[Text provided Boundary: Start]

Former two-time mountain bike World Cup champion Cadel Evans completed his remarkable journey from off-road riding to skinny tyres with victory in the Tour de France on Sunday, while Jean-Christophe Péraud and Tom Danielson also featured in the top 10.

Former two-time mountain bike World Cup champion Cadel Evans wins the Tour de France

Evans started life on knobbly tyres, winning the Australian National Championships in 1997 before topping the overall World Cup podium in successive years in 1998 and 1999.

“Cadel can one day win the Tour de France,” said Damien Grundy, the Australian’s coach as a junior, in 2001, when Evans switched focus to the road, winning the Tour of Austria in his debut season.

And, after twice finishing second, Grundy’s prediction range true when 2009 world champion Evans rolled into Paris in the yellow jersey having leapfrogged brothers Andy and Frank Schleck with a second place finish in the penultimate stage’s 42.5km individual time trial.

The 34-year-old Evans becomes the oldest Tour champion in 88 years and the first man from the southern hemisphere to win cycling’s most prestigious race – but the BMC Racing rider was not the only former mountain biker fighting it out at the top of the general classification after three weeks and more than 2,000 miles of racing.

American Danielson, riding for Garmin-Cervelo, finished ninth, with Péraud once place below – just two years after winning cross-country silver at the Beijing Olympic Games.

“I just went for it. I’m 32, I have done everything in mountain bike riding and I have had many successes. The road is a new challenge, ” said Péraud in 2009, having signed for Omega Pharma-Lotto after initially rejecting a contract from Bbox because they restricted the Frenchman from riding in any mountain bike races.

In fact, having switched to Ag2r La Mondiale for the current season, Péraud finished 37th at this year’s Dalby Forest leg of the World Cup series, before abandoning in Offenburg.

But the Tour de France was Péraud’s sole goal for 2011 and the 34-year-old finished sixth in the time trial to leapfrog compatriot Pierre Rolland, who won the white jersey for best young rider, and seal a top 10 spot at the first attempt.

[Text provided Boundary: End]
[Provided records Boundary: Start]

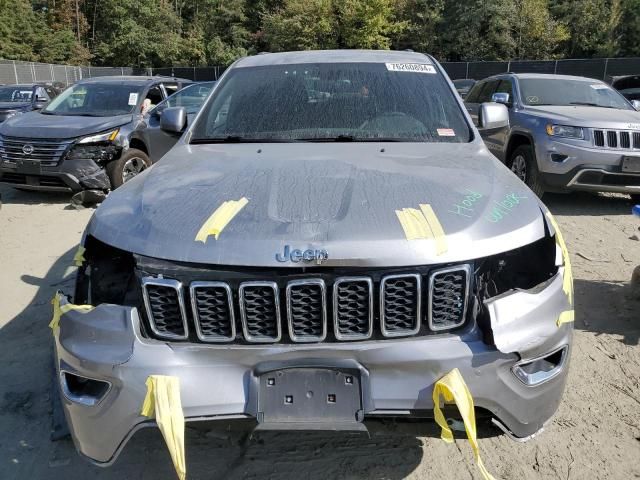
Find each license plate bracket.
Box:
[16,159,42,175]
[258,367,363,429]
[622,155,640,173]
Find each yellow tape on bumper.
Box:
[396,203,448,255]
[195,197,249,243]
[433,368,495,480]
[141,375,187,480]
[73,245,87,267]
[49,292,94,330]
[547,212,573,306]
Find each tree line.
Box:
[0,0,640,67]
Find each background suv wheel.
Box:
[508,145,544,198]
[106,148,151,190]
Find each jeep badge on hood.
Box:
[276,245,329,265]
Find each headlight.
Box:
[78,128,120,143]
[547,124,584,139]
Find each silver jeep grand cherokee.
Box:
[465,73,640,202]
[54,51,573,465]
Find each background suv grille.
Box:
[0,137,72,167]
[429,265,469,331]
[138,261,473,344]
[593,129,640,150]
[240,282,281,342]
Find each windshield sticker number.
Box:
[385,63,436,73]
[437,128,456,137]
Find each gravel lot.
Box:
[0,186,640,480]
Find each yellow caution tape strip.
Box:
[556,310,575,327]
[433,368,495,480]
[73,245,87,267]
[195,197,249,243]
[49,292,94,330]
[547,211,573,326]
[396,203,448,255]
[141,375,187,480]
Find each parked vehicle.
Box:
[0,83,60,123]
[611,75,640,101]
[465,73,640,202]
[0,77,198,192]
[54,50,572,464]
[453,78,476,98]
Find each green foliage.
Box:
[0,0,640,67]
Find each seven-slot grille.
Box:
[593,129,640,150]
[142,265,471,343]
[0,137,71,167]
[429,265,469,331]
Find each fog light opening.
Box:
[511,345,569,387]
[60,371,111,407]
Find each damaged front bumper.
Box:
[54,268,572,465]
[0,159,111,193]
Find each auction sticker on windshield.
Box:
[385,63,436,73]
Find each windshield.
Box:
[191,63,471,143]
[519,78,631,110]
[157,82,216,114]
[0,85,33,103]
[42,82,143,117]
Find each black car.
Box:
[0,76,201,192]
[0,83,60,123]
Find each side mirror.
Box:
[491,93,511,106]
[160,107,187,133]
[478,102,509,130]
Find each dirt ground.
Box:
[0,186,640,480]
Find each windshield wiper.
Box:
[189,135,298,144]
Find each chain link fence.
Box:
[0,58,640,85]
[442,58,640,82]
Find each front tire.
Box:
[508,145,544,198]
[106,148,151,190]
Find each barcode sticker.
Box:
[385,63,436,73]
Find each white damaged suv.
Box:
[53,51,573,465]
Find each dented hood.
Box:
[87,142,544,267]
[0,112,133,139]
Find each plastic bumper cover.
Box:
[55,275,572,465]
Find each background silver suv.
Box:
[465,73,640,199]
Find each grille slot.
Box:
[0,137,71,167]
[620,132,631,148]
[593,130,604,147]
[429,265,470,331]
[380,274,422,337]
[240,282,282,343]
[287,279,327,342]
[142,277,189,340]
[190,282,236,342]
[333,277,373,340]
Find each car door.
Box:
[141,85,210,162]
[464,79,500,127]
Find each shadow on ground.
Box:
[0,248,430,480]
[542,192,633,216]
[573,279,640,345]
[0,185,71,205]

[Provided records Boundary: End]

Answer these questions using the article about Cadel Evans winning the Tour de France:
(a) In which two years did Evans top the overall mountain bike World Cup podium?
(b) Which race did Evans win in his debut season on the road?
(c) Which rider won the white jersey for best young rider?

* [Answer space]:
(a) 1998 and 1999
(b) The Tour of Austria
(c) Pierre Rolland